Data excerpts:
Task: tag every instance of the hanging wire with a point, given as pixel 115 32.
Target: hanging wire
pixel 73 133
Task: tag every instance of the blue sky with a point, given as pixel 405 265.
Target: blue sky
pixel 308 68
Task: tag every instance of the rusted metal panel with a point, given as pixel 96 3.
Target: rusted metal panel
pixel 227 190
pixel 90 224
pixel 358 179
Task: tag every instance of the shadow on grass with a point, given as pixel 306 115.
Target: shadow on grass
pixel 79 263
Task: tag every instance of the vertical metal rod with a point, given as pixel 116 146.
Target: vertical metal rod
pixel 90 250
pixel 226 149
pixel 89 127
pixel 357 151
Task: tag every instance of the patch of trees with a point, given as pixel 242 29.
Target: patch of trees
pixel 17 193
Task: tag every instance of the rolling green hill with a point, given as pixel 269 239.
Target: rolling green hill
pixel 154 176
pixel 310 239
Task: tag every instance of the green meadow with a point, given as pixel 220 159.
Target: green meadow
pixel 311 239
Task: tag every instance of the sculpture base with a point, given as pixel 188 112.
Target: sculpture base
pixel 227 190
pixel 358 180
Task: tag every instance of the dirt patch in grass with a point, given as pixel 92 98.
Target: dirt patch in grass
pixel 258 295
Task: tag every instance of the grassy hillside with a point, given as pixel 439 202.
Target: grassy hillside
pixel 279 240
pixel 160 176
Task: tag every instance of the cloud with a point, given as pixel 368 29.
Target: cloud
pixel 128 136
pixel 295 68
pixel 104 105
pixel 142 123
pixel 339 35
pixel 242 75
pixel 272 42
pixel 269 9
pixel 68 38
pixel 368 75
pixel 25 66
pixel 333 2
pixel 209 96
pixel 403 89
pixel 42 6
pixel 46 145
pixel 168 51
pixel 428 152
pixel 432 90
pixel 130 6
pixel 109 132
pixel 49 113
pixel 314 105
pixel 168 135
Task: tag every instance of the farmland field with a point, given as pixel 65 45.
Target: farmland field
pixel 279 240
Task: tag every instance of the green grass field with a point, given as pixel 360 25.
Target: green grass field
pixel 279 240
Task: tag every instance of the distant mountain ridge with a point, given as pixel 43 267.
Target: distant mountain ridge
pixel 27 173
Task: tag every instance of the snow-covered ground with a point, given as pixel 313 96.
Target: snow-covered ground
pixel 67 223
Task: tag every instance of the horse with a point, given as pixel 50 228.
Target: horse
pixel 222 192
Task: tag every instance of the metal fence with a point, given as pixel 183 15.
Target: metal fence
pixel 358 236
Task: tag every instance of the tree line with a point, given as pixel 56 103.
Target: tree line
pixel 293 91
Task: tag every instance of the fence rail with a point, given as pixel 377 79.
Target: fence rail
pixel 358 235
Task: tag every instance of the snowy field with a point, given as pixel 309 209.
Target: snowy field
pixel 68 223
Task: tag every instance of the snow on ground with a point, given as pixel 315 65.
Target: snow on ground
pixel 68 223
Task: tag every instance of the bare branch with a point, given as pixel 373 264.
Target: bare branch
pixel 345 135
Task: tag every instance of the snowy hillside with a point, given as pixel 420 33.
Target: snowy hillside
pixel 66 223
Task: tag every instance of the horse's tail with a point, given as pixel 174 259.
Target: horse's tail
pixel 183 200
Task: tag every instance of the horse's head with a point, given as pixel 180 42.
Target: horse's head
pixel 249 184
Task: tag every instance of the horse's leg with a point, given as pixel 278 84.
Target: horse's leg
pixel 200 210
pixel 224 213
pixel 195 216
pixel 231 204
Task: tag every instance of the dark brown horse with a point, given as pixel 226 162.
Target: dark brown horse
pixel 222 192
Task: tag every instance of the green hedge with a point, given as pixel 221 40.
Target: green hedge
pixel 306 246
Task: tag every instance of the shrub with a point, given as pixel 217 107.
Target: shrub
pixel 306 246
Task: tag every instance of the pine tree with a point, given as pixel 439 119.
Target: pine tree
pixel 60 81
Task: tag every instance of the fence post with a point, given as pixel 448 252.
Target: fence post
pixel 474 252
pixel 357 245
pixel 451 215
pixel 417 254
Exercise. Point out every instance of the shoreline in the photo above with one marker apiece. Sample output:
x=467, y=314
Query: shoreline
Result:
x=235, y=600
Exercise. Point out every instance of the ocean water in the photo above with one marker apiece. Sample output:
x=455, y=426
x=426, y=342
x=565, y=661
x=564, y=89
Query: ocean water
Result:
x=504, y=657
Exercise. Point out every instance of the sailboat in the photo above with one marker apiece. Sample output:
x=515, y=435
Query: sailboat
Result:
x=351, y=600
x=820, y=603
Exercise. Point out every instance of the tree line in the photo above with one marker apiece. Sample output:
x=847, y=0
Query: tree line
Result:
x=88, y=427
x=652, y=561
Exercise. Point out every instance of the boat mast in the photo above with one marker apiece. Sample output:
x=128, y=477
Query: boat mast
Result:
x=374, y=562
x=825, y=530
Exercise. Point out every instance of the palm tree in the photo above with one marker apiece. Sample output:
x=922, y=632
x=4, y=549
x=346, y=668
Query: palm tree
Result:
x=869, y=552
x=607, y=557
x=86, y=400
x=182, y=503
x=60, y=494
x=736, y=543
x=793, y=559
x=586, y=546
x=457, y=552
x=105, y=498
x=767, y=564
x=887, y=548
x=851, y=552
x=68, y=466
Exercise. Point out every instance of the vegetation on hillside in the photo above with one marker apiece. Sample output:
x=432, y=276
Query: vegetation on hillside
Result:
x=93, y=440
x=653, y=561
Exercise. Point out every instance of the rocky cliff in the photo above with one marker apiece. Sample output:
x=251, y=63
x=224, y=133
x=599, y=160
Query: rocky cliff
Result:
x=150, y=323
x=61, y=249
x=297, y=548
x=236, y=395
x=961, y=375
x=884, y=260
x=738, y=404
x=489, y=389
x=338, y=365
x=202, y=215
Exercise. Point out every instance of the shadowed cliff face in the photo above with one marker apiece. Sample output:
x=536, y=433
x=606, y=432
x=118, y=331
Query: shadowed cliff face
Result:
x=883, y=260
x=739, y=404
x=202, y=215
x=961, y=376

Task to complete: Your reply should consist of the records, copied exactly.

Reply to the task:
Task: tag every instance of the hanging wire with a point, given as pixel 115 32.
Target: hanging wire
pixel 73 133
Task: tag every instance of the blue sky with a point, given as pixel 405 265.
Target: blue sky
pixel 308 68
Task: tag every instance of the rusted metal panel with a point, given as pixel 96 3.
Target: rusted metal panel
pixel 227 190
pixel 90 224
pixel 358 179
Task: tag every instance of the shadow on grass with a point, given as pixel 306 115.
Target: shadow on grass
pixel 79 263
Task: tag every instance of the vertical metal rod with a point, given as pixel 116 146.
Target: vertical metal rod
pixel 90 250
pixel 226 149
pixel 89 127
pixel 357 151
Task: tag every instance of the patch of trees with a point, given as pixel 242 29.
Target: patch of trees
pixel 17 193
Task: tag every instance of the rolling green hill with a point, given as pixel 269 239.
Target: rolling green hill
pixel 154 176
pixel 310 239
Task: tag every instance of the green meadow with a point, given as pixel 220 159.
Target: green meadow
pixel 311 239
Task: tag every instance of the sculpture base with a point, given as pixel 188 112.
Target: sculpture base
pixel 227 190
pixel 358 180
Task: tag every instance of the dirt patch in grass with a point, given as pixel 92 98.
Target: dirt patch in grass
pixel 258 295
Task: tag every instance of the grassy hillside with a point, given as pixel 439 202.
Target: grassy hillside
pixel 279 240
pixel 160 176
Task: tag every instance of the cloud with a point, given as pixel 368 29.
Target: cloud
pixel 128 136
pixel 295 68
pixel 104 105
pixel 142 123
pixel 339 35
pixel 242 75
pixel 272 42
pixel 269 9
pixel 68 38
pixel 368 75
pixel 25 66
pixel 333 2
pixel 209 96
pixel 403 89
pixel 42 6
pixel 46 145
pixel 168 51
pixel 428 152
pixel 432 90
pixel 130 6
pixel 109 132
pixel 49 113
pixel 314 105
pixel 168 135
Task: tag every instance of the farmland field with a point, given as pixel 65 45.
Target: farmland field
pixel 279 240
Task: tag every instance of the green grass field with a point, given as pixel 360 25.
Target: green grass field
pixel 279 240
Task: tag every instance of the distant mountain ridge with a point, given as pixel 43 267.
Target: distant mountain ridge
pixel 27 173
Task: tag every instance of the snow-covered ground with a point, given as pixel 313 96.
Target: snow-covered ground
pixel 67 223
Task: tag every instance of the horse with a point, given as pixel 50 228.
Target: horse
pixel 222 192
Task: tag every instance of the metal fence with a point, given as pixel 183 15.
Target: metal fence
pixel 358 236
Task: tag every instance of the tree line with a point, given as pixel 56 103.
Target: tree line
pixel 293 91
Task: tag every instance of the fence rail with a point, given as pixel 377 79.
Target: fence rail
pixel 358 235
Task: tag every instance of the snowy field with a point, given as pixel 309 209.
Target: snowy field
pixel 68 223
Task: tag every instance of the snow on ground with a point, given as pixel 315 65.
Target: snow on ground
pixel 68 223
Task: tag every instance of the bare branch with a point, given as pixel 373 264.
Target: bare branch
pixel 345 135
Task: tag every instance of the snowy hillside with a point, given as pixel 420 33.
Target: snowy hillside
pixel 66 223
Task: tag every instance of the horse's tail with a point, given as pixel 174 259.
Target: horse's tail
pixel 183 200
Task: tag every instance of the horse's head with a point, given as pixel 180 42.
Target: horse's head
pixel 249 184
Task: tag every instance of the horse's leg with a point, given as pixel 278 84.
Target: horse's leg
pixel 200 210
pixel 224 213
pixel 195 216
pixel 231 204
Task: tag every instance of the dark brown horse with a point, given as pixel 226 162.
Target: dark brown horse
pixel 222 192
Task: tag every instance of the green hedge with a point, given as pixel 221 40.
Target: green hedge
pixel 306 246
Task: tag every instance of the shrub with a point, given as pixel 217 107.
Target: shrub
pixel 306 246
Task: tag every instance of the pine tree with a point, given as pixel 439 119.
Target: pine tree
pixel 60 81
Task: tag every instance of the fence post with a point, given as pixel 448 252.
Target: fence post
pixel 474 252
pixel 357 245
pixel 451 215
pixel 417 254
Exercise. Point out every instance of the shoreline in the photo above with one marker apiece. Sample output:
x=467, y=314
Query: shoreline
Result:
x=235, y=600
Exercise. Point out every instance of the ocean water in the photo above with one marker apiece. Sample output:
x=455, y=426
x=426, y=342
x=565, y=661
x=564, y=89
Query: ocean water
Result:
x=504, y=657
Exercise. Point out every instance of the sailboat in the photo above with one marker apiece. Sample output:
x=515, y=435
Query: sailboat
Result:
x=351, y=600
x=820, y=603
Exercise. Point out every instance of the tree line in the photo above with one marker apiece. Sample output:
x=847, y=0
Query: tree line
Result:
x=88, y=427
x=652, y=561
Exercise. Point out every instance of the boat mast in the photo above with one marker apiece. Sample output:
x=128, y=477
Query: boat mast
Result:
x=374, y=562
x=825, y=530
Exercise. Point out every instance of the palm tree in the photo above with one marker apiece. Sample output:
x=922, y=632
x=4, y=549
x=346, y=668
Query: palm tree
Result:
x=869, y=552
x=607, y=557
x=86, y=400
x=182, y=503
x=60, y=494
x=736, y=543
x=793, y=559
x=586, y=546
x=457, y=552
x=105, y=498
x=767, y=564
x=887, y=548
x=851, y=552
x=68, y=466
Exercise. Point out every instance of the vegetation on hillside in the photo above with one marker apiece. Sample output:
x=432, y=276
Query: vegetation on hillside
Result:
x=93, y=440
x=653, y=561
Exercise. Point out every instance of the rocky cliff in the photo above with one marker apiece. Sample output:
x=251, y=63
x=224, y=133
x=599, y=160
Query: rocky cliff
Result:
x=150, y=323
x=61, y=249
x=297, y=548
x=236, y=395
x=961, y=375
x=884, y=260
x=738, y=404
x=489, y=389
x=338, y=365
x=202, y=215
Exercise. Point out every instance of the shadowed cliff face in the photo above with one marker apiece. Sample output:
x=536, y=433
x=606, y=432
x=118, y=331
Query: shadowed cliff face
Result:
x=883, y=260
x=739, y=404
x=202, y=215
x=961, y=376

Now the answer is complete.